Page extract:

Sunday, March 13, 2011

The Approach of Evil Love

My little car is frequently filled to maximum capacity with children. And frequently, I push "record" on my phone’s voice memo feature* because the conversations are just too good, too brilliant, too hilarious.

True identities are revealed in the car.
SON:  Sometimes I wake up with dog fur in my bed; we don’t have a dog, So, I think I might be a werewolf.
SON'S FRIEND: I turn into a poodle with an upside-down umbrella when the moon is full.
 
Elaborate plots are hatched on the back roads, plots to protect fairies and other magical creatures from exploitation, plots to dig an underground tunnel from the elementary school boys’ bathroom to the local pizza place, and plots for novels. Yesterday my six-year-old daughter announced she was going to write a book called, “The Approach of Evil Love.”

SON: I don’t get it. What’s Evil Love?”
DAUGHTER: It’s about this girl who falls in love with this boy, and he seems nice, but he’s not really. He’s tricking her.
ME: What happens to her?
DAUGHTER: Well, she changes. Her friends notice she changes.

Who is this teenager posing as my first-grader? 

ME: Does it [the book] have a happy ending?
DAUGHTER: Yeah.

Object outline annotations:
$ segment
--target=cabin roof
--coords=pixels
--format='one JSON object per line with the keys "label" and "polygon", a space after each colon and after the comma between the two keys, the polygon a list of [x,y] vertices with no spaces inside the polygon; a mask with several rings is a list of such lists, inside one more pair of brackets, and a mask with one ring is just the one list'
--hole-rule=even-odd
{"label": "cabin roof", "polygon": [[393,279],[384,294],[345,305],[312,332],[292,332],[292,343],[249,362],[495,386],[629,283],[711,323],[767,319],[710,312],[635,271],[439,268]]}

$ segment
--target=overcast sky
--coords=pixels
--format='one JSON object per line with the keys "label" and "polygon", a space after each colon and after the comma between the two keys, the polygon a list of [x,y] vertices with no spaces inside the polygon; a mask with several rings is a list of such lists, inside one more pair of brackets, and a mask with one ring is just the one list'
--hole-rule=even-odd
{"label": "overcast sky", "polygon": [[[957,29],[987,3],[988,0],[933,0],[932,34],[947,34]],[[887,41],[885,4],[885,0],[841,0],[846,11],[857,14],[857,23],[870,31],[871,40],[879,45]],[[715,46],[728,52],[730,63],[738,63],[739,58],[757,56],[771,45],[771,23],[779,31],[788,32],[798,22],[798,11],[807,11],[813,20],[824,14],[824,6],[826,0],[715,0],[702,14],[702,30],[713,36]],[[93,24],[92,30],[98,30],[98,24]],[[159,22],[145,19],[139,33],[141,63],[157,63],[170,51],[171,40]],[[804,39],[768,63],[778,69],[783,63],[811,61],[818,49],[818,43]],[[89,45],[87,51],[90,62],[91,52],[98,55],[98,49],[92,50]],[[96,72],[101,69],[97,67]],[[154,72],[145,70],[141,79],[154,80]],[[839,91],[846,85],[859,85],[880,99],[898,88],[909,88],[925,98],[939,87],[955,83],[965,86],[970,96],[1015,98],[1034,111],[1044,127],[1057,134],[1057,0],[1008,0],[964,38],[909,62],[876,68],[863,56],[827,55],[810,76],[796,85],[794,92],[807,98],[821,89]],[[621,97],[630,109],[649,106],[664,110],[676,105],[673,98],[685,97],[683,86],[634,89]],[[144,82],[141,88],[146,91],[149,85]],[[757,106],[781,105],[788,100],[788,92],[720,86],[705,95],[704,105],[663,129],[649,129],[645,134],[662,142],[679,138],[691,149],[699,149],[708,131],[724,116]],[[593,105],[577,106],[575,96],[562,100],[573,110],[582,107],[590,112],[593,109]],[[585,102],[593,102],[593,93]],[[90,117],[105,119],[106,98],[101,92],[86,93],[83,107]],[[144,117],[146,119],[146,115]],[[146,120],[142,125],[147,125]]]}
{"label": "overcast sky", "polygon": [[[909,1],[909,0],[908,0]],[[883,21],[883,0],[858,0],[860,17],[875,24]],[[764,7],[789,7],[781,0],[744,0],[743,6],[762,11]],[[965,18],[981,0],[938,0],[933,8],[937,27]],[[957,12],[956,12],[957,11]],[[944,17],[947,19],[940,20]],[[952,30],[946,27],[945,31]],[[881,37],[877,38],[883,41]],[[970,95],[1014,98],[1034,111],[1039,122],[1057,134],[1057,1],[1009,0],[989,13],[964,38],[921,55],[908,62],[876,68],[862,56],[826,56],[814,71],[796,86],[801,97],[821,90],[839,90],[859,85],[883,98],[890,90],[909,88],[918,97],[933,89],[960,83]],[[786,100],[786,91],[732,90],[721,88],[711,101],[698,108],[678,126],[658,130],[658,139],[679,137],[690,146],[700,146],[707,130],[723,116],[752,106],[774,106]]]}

Problems:
a - List each line in the records that contains the string "target".
b - Write the next part of the blog post about children's conversations in the car, starting after its final line.

Replies:
a -
--target=cabin roof
--target=overcast sky

b -
But really, who cares?! I am HORRIFIED more than intrigued. How in the world is my baby girl coming up with this concept of Evil Love? I have zealously protected her from all things non age-appropriate, haven’t I? Has she overheard her college age babysitter counseling a friend in bad relationship? Does her best friend’s high-school sister talk about things like this? I intend to find out.

ME: Where did you get this idea?
DAUGHTER: It just came to me while I was chewing on my bracelet (a candy bracelet leftover from Valentine's Day booty). I slyly grill my daughter the rest of the way home. There is no Evil Trickster Love in her young life, thank God. Boys her age care about Legos, handball and fart jokes; no interest in tricking innocent classmates into loving their evil little selves. ;) 

At home, my daughter begins to write, asks me how to spell the word “approach,” then asks, “How old is a girl who dates?”

ME: Eighteen.

She doesn’t question this because she trusts me. Then I realize, she also listens to me and everyone else. She is ALWAYS listening and recording. No voice memo app required. As she writes, it hits me that my daughter got the idea for "The Approach of Evil Love" from me. She must have overheard a conversation I had with a mother, a conversation about which Young Adult novels have “healthy portrayals of relationships where girls don’t change because of an obsessive love,” etc. 

But as I wrote this post, I realized there might be a more somber source, too. Cue major shift in tone. This week, I gave permission for my child to attend a Good Touch/Bad Touch presentation given by our local child-abuse prevention agency at her school. I sat in on this presentation with my sons. It's gentle (read tailored to the age of the listeners), well-done and important. I'd forgotten that "a change in a friend's behavior" is one of the signs of abuse children might observe. I don't think my daughter intends to write a novel about child abuse, but she must be processing the idea that there is Evil in the world. Which is sad even if it's necessary knowledge.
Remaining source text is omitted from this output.